Raw records
----------------
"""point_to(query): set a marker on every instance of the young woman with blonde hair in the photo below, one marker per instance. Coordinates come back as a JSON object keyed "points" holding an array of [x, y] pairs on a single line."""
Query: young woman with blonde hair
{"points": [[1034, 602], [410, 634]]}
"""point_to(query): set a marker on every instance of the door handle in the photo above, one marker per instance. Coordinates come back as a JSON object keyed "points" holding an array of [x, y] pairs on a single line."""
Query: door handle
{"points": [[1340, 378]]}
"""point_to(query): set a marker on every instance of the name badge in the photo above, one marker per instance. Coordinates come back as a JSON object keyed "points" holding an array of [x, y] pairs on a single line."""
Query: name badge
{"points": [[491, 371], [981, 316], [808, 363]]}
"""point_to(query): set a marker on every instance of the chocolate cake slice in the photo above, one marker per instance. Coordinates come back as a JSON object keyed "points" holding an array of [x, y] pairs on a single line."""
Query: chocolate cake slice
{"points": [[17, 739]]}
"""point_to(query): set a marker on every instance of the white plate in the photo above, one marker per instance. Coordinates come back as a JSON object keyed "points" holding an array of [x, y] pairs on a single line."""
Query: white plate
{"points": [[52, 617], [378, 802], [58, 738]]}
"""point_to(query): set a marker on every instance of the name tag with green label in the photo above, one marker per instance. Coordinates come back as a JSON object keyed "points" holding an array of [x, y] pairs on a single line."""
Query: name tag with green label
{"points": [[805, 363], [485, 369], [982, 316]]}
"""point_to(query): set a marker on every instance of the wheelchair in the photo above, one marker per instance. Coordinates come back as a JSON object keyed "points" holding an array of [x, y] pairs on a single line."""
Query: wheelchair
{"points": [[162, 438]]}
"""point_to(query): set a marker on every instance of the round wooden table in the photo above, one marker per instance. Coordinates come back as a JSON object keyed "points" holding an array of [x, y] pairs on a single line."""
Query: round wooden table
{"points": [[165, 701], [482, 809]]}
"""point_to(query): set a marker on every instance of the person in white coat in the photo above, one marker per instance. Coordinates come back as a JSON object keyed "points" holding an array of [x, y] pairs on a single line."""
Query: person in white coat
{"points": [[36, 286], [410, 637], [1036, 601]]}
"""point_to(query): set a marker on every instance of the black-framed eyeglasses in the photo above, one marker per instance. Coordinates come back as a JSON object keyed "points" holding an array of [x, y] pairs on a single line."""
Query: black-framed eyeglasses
----------------
■ **Exercise brief**: Render all of the items above as a JSON list of strings, with one string for each line and no blank lines.

■ **Solution to the exercise**:
[
  "\"\"\"point_to(query): set a marker on every instance of the young woman with blonde hair in the photo below, one marker per instance. Coordinates come back as a JSON object keyed \"points\" holding an array of [x, y] pairs on a single line.\"\"\"",
  "Query: young woman with blonde hair",
  "{\"points\": [[1034, 602], [410, 634]]}",
  "\"\"\"point_to(query): set a marker on every instance of the door handle in the photo above, one marker per instance. Coordinates come back as a JSON object keyed \"points\" holding an array of [x, y] pairs on a single line.\"\"\"",
  "Query: door handle",
  "{\"points\": [[1340, 378]]}",
  "\"\"\"point_to(query): set a marker on every instance of the name badge in the photo above, one marker per instance. Coordinates come back as a JSON object keyed \"points\" holding an array of [x, y] pairs on a single line.\"\"\"",
  "Query: name badge",
  "{\"points\": [[491, 371], [981, 316], [808, 363]]}",
  "\"\"\"point_to(query): set a marker on every instance of the chocolate cake slice in the photo above, one marker per instance. Coordinates come back as a JSON object keyed \"points\" holding an array of [x, y] pairs on a single line.\"\"\"",
  "Query: chocolate cake slice",
  "{\"points\": [[17, 739]]}",
  "\"\"\"point_to(query): set a marker on every instance of the white plate in the photo above, one marker per instance. Coordinates come back as a JSON object keyed \"points\" holding an array of [x, y] pairs on a single line.\"\"\"",
  "Query: white plate",
  "{\"points\": [[52, 617], [378, 802], [58, 738]]}",
  "\"\"\"point_to(query): set a marker on every instance of the name tag with green label in the photo above, one marker per instance. Coordinates come back as a JSON object keyed \"points\" holding an array of [x, y] pairs on a single line.\"\"\"",
  "Query: name tag with green label",
  "{\"points\": [[805, 363], [485, 369], [982, 316]]}",
  "\"\"\"point_to(query): set a marker on every instance of the wheelchair in the photo above, one marker per instance. Coordinates come back as a JSON object keyed \"points\" holding an array of [x, y] pairs on a single line.\"\"\"",
  "Query: wheelchair",
  "{\"points\": [[162, 438]]}",
  "\"\"\"point_to(query): set a marker on every instance of the round wooden table in the photo above, one marker per instance. Coordinates come back as a JSON object keyed \"points\" holding an array of [x, y] pairs on a single line.\"\"\"",
  "Query: round wooden table",
  "{\"points\": [[165, 701], [482, 809]]}",
  "\"\"\"point_to(query): set a marker on every instance of the person in white coat in the photo above, one marker per instance. Coordinates come back as a JSON object keyed \"points\" holding an array of [x, y] pairs on a single line.\"\"\"",
  "Query: person in white coat",
  "{\"points\": [[36, 286], [410, 637], [1036, 601]]}",
  "\"\"\"point_to(query): set a marker on every instance of the black-framed eyeglasses in the photo above, one marker per instance. Coordinates come back as a JSON object keyed \"points\" holding an array of [x, y] pairs on a single line.\"\"\"",
  "Query: black-framed eyeglasses"
]